--- Exercise prompt ---
Collect all lines from the records below that include the word "surface".

--- Records from a collection ---
........
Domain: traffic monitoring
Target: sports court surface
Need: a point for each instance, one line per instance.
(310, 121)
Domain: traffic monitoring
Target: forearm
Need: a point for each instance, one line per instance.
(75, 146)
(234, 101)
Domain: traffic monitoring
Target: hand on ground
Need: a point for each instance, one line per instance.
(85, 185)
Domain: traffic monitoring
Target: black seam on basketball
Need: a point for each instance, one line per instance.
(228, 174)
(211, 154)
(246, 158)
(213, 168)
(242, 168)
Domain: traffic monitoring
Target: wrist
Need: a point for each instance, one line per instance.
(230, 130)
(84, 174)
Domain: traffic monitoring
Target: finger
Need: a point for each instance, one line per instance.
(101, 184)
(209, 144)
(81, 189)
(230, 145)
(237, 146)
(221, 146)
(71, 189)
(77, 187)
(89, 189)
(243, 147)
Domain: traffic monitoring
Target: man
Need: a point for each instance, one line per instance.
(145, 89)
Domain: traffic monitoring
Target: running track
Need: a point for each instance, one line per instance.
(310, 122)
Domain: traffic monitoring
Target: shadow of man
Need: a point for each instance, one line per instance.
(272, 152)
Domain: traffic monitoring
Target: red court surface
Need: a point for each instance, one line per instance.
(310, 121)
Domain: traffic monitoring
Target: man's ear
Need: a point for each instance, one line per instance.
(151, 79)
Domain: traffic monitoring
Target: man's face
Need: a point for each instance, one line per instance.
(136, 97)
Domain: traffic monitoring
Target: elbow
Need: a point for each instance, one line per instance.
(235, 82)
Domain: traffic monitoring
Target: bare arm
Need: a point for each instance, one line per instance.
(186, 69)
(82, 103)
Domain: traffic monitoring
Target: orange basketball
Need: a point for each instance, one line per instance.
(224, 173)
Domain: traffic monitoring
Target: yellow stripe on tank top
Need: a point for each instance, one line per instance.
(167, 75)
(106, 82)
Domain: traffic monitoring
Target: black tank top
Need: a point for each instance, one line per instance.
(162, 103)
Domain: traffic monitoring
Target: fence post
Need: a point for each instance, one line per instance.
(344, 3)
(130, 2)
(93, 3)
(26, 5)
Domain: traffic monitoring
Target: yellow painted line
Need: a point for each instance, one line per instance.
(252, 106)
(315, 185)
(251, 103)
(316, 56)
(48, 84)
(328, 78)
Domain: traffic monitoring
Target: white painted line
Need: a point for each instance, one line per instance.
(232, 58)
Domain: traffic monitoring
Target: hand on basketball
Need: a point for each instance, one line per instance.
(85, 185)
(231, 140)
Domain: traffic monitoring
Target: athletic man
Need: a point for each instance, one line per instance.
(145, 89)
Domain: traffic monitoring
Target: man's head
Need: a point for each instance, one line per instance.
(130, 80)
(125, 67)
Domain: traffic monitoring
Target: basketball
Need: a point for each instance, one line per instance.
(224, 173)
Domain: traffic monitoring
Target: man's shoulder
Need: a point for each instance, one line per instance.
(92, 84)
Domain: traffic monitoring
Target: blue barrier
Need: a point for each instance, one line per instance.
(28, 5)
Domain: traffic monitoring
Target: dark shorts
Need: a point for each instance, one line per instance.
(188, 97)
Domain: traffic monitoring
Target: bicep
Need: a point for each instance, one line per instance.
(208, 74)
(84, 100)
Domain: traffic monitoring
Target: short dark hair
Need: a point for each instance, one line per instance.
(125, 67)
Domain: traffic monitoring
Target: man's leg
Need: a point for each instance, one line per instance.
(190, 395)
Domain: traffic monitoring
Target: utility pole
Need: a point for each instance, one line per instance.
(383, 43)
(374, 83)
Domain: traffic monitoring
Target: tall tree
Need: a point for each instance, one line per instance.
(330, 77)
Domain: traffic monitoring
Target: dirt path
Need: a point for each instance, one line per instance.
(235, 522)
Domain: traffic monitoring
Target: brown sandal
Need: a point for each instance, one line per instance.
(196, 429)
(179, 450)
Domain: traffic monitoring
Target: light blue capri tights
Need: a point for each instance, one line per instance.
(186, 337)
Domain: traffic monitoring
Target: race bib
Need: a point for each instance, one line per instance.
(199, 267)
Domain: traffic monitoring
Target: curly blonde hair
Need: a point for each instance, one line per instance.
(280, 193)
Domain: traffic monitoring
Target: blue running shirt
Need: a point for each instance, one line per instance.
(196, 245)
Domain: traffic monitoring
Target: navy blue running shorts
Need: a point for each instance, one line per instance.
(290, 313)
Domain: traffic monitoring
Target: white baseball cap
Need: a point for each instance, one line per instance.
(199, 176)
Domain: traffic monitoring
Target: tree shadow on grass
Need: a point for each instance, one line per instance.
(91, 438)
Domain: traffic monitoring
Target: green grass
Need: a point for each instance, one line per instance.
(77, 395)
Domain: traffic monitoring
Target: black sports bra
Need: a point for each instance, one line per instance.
........
--- Output for this exercise ---
Target: sports court surface
Target: red court surface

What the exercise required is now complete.